» AIM
Give a verbatim repeat of the lines that run from the line containing "Guideline: put one point on each instance of the steep" to the end of the data below.

» EXTRACTED MATERIAL
------------------------------------------------------------

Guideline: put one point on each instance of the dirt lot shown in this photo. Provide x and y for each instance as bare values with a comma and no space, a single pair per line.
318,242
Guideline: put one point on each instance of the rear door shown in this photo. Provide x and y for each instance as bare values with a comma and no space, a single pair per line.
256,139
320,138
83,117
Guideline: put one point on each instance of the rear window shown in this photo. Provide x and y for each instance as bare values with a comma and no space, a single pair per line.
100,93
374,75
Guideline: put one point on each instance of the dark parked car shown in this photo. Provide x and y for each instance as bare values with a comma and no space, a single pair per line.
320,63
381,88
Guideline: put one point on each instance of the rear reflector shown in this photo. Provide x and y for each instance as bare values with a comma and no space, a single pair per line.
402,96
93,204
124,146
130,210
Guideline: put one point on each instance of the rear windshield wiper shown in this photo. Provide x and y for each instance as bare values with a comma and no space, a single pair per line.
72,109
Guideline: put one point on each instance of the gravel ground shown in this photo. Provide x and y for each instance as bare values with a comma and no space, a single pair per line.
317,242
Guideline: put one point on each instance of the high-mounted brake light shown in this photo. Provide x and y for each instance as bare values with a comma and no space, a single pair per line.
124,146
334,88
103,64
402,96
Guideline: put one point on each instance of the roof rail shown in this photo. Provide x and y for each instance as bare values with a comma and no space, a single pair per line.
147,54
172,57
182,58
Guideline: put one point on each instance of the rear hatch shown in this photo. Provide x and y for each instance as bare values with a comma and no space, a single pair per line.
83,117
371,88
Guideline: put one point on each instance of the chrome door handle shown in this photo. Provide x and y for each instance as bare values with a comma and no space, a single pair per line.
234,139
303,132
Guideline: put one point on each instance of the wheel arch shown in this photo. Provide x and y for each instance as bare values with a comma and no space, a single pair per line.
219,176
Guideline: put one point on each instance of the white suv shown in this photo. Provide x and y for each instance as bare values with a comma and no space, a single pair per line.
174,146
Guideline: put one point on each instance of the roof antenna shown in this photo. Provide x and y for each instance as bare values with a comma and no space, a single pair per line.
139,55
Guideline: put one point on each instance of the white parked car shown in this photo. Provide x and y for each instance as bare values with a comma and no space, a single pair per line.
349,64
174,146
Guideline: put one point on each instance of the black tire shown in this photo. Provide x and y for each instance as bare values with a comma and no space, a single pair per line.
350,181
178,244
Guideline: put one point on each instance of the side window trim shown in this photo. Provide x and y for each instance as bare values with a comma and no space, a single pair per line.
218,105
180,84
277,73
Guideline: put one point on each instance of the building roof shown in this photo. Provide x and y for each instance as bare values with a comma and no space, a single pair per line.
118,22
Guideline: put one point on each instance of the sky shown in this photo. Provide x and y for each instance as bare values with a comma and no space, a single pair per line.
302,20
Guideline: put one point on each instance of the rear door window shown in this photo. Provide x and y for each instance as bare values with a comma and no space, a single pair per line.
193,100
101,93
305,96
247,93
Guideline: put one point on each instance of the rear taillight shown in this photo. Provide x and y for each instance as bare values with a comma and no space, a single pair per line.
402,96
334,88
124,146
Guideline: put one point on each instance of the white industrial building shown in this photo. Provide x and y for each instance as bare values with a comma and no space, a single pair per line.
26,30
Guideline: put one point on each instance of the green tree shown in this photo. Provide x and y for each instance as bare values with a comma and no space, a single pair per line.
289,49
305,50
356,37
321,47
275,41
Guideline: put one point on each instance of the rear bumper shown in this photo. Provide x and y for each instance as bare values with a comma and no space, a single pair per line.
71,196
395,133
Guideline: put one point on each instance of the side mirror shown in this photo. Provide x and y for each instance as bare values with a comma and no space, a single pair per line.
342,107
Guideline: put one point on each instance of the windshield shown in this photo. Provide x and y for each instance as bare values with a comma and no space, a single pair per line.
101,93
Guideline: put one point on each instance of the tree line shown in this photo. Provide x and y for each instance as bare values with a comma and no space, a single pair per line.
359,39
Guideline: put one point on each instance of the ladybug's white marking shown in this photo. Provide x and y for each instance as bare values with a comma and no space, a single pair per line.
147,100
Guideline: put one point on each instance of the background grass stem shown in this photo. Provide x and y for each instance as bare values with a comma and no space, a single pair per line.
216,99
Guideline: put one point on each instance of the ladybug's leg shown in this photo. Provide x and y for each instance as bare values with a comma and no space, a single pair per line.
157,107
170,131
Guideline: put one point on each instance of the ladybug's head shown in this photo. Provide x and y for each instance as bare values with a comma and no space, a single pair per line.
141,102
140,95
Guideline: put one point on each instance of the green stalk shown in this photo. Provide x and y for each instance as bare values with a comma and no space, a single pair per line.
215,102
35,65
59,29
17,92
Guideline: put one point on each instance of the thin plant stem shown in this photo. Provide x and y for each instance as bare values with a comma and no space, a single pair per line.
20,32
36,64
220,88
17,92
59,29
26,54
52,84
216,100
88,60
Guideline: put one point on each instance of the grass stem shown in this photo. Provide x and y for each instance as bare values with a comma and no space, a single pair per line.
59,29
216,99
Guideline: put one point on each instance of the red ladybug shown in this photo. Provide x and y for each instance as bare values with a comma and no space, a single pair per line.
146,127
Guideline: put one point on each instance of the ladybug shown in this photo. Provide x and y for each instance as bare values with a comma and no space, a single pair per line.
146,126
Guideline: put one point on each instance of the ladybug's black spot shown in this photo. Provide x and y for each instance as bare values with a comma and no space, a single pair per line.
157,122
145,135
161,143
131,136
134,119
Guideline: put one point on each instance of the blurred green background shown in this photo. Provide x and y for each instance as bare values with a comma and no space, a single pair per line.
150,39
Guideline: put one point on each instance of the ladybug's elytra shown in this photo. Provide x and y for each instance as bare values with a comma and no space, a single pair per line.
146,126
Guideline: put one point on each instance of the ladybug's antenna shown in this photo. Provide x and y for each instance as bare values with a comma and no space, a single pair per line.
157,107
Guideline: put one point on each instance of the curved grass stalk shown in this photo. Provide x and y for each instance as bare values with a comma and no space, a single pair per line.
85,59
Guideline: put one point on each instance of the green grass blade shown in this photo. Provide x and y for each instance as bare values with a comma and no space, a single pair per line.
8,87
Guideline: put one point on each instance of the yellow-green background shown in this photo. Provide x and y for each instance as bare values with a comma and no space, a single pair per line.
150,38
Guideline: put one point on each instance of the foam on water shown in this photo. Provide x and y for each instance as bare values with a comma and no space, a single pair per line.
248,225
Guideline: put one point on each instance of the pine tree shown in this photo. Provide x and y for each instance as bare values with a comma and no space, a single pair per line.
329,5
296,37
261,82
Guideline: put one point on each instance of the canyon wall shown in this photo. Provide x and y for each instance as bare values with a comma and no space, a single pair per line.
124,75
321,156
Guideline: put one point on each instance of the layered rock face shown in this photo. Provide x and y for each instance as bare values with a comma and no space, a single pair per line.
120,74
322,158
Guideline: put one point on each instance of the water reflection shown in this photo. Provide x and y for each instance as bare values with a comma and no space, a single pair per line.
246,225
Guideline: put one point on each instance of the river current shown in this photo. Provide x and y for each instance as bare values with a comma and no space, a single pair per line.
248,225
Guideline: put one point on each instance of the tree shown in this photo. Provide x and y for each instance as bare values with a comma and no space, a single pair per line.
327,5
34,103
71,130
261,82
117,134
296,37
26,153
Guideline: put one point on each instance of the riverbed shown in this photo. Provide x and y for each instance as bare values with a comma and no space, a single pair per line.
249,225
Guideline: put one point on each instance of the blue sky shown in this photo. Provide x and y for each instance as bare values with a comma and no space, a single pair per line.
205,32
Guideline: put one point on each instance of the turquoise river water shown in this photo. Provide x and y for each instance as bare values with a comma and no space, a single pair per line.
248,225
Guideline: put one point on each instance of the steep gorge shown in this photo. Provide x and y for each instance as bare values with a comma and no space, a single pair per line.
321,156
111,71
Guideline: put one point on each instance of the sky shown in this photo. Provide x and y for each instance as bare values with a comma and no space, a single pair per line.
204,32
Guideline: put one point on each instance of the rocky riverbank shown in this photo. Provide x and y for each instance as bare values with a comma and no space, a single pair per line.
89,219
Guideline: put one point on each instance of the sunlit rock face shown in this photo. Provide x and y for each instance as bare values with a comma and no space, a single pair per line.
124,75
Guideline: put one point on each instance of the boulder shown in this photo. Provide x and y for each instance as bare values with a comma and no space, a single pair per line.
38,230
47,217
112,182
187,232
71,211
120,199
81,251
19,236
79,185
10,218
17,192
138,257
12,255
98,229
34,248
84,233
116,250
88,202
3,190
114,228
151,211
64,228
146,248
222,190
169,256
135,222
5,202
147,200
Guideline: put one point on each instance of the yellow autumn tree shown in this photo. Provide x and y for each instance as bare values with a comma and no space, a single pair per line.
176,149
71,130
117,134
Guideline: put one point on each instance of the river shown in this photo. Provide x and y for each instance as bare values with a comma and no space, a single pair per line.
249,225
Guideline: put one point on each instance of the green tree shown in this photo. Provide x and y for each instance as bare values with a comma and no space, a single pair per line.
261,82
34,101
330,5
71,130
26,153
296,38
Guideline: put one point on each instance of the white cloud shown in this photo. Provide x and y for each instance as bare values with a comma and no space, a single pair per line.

------------------------------------------------------------

» RESPONSE
Guideline: put one point on each instance of the steep gorge shown in this photo. Provide x and y for each instance as bare values with a comma and no space, a single pair per line.
321,156
111,71
Guideline: put one point on each instance of the sky shown in this photo. Provide x and y for each instance as bare values with a comma and no space, a single pair per line.
204,32
Guideline: put one point on each instance of the rocky riverbank shown in this photo. Provide x and y for each instance as bare values with a comma and no space, a single pair per line.
89,219
Guideline: put one point on each instance of the sunlit rock face shown in this photo. Provide x and y for each instance as bare values with a comma and no space, a single pair per line.
124,75
Guideline: put one point on each instance of the boulder shown in this photo. Provide x and y for each instance as bare values with a comma and no space, a single pair per line.
38,230
47,217
112,182
187,232
71,211
120,199
81,251
19,236
79,185
10,218
17,192
138,257
12,255
98,229
34,248
84,233
116,250
88,202
3,190
114,228
151,211
64,228
146,248
222,190
169,256
135,222
5,202
147,200
Guideline: put one point on each instance of the yellow autumn tree shown in this photo. Provide x and y for each instance as bare values with a comma and no space, a single pair per line.
176,149
71,130
117,134
Guideline: put one point on each instance of the river shown in this photo. Provide x and y for each instance as bare values with a comma and no space, a single pair per line.
249,225
Guideline: put one point on each instance of the green tree shown in this photo. Provide x and y for each instance as bare values with a comma and no space, a single pair per line.
261,82
34,101
330,5
71,130
26,153
296,38
Guideline: put one point on each instance of the white cloud shown in this photo. Provide x and y for each instance as bare values with a comma and no space, a single pair per line.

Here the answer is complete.